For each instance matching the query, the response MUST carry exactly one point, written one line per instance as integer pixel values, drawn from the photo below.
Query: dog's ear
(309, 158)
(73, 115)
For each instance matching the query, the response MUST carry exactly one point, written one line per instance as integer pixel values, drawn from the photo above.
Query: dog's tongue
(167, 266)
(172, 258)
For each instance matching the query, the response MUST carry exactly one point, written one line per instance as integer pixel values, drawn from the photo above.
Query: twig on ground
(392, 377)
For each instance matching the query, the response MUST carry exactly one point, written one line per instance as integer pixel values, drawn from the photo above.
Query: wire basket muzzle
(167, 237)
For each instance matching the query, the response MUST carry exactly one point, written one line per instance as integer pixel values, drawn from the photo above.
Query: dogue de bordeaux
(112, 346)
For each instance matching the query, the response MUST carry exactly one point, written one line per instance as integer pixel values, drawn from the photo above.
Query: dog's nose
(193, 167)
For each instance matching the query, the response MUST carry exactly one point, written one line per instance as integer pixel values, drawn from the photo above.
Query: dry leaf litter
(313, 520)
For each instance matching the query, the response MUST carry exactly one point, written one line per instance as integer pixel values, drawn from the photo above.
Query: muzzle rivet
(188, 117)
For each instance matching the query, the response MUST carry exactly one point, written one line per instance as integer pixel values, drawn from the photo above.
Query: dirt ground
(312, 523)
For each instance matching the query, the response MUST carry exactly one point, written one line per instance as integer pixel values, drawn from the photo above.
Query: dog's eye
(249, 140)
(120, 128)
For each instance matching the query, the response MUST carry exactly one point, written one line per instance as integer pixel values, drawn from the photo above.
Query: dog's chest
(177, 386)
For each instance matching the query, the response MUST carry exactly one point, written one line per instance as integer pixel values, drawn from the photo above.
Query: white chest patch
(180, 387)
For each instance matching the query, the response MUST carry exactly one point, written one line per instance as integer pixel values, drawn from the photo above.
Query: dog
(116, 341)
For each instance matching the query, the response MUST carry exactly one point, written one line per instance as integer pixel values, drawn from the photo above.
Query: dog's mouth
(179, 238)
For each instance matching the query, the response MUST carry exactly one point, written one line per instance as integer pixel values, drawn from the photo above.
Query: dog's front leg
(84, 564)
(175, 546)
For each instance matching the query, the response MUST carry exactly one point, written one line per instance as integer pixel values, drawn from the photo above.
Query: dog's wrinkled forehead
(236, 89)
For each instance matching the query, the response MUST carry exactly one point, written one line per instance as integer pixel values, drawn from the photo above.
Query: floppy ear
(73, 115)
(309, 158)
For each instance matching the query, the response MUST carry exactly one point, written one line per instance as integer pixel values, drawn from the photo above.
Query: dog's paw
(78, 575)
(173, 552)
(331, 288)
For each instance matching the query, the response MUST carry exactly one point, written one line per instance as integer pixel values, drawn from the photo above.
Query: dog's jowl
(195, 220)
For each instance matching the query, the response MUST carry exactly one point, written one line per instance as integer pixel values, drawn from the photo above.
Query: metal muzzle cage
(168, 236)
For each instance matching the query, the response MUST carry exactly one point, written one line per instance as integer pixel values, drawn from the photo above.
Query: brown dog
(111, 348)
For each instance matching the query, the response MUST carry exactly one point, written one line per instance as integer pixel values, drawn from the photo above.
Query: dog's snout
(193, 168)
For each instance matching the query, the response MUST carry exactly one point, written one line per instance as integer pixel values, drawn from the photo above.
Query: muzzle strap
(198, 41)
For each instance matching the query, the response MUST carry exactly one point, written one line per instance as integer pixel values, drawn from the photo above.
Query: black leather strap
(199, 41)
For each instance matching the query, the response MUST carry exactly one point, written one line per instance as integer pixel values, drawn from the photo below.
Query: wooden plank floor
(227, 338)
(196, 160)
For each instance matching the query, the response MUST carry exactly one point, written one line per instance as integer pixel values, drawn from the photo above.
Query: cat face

Task to complete:
From the preceding material, extract every line exactly.

Expected output:
For each instance matching the query, the response MUST carry exactly one point, written one line per instance as integer pixel values, drawn from the photo below.
Query: dog's ear
(309, 158)
(73, 115)
For each instance matching the query, the response MUST carry exactly one point, written one line per instance as integer pixel values, drawn from the photo above.
Query: dog's tongue
(167, 266)
(172, 258)
For each instance matching the query, the response MUST carry exactly one point, written one line per instance as integer pixel values, drawn from the photo above.
Query: twig on ground
(392, 377)
For each instance matching the query, the response MUST carry exactly one point, written one line per instance as integer pixel values, drawn from the photo above.
Query: wire basket muzzle
(167, 237)
For each instance matching the query, the response MUST carry exactly one point, written one line per instance as integer pixel values, drawn from the photo above.
Query: dogue de bordeaux
(112, 346)
For each instance matching the query, the response MUST carry exactly one point, written one line per instance as integer pixel values, drawn from the photo above.
Query: dog's nose
(193, 167)
For each instance matching the query, the response MUST carry exactly one point, written one line per instance as integer pixel values, drawn from the photo above.
Query: dry leaf litter
(313, 520)
For each instance matching the query, the response MUST carry exactly one point, written one line per instance as integer pixel values, drawn from the photo above.
Query: muzzle rivet
(188, 117)
For each instance matching the query, the response MUST carry exactly one point, written one line per instance as integer pixel values, drawn from the photo above.
Query: dirt ground
(312, 523)
For each instance matching the query, the response MUST carry exactly one point, written one line per instance as integer pixel values, drawn from the photo above.
Query: dog's eye
(249, 140)
(120, 128)
For each instance matching the query, the response MUST carry exactly one point, written one line per instance as integer pixel values, drawn from the photo above.
Query: dog's chest
(177, 386)
For each instance matching the query, the response MUST carry exactly one point, written one line per instance as integer pixel values, drawn from the photo above.
Query: white chest patch
(180, 387)
For each instance matching the query, the response MUST carry exactly one point, written one line per instance as integer pixel values, drawn from the photo above.
Query: dog
(116, 341)
For each instance matching the query, the response MUST carry exactly one point, written one line per instance as integer pixel values, drawn from the photo above.
Query: dog's mouth
(179, 238)
For each instance matching the query, the response MUST carry exactly one point, written one line per instance as integer pixel values, drawn from the photo above.
Query: dog's front leg
(84, 564)
(175, 546)
For each instance matching the query, the response MUST carry exactly one point, written one line per instance as integer pixel values, drawn from the photo above.
Query: dog's wrinkled forehead
(236, 89)
For each instance matching the query, the response MUST carry exactly one point, written one line per instance as integer pixel values, drawn from the photo above.
Query: floppy ear
(73, 115)
(309, 158)
For each instance matching the query, the response MUST carry exactly one point, written one line per instance as integer pixel values, drawn from the photo above.
Query: dog's paw
(78, 575)
(173, 552)
(331, 288)
For each instance matching the query, the response MUST carry exactly one point, written one line per instance as integer pixel values, drawn from the photo above.
Query: dog's jowl
(195, 220)
For each instance matching the query, the response MUST carry exactly one point, written one line per instance as integer pixel values, drawn from the photo above.
Query: metal muzzle cage
(168, 236)
For each instance matching the query, the response MUST carry exactly one point, written one line per instance as integer pixel values, drawn from the photo above.
Query: brown dog
(111, 348)
For each instance matching the query, the response MUST carry exactly one point, written one line per instance as integer pixel values, drawn from the photo above.
Query: dog's snout
(193, 168)
For each instance matching the query, the response MUST carry exactly one point, written one line per instance as integer pixel values, drawn from the photo above.
Query: muzzle strap
(198, 41)
For each instance matching the query, the response MUST carry exactly one point, written one line per instance as integer pixel values, drawn from the photo above.
Query: black leather strap
(199, 41)
For each instance matching the query, the response MUST carry exactly one point, written one line per instance as integer pixel values, drawn from the photo below.
Query: wooden plank floor
(227, 338)
(196, 160)
For each instance matching the query, the response MUST carry exactly one point, written one line per instance as integer pixel values, drawn from the photo above.
Query: cat face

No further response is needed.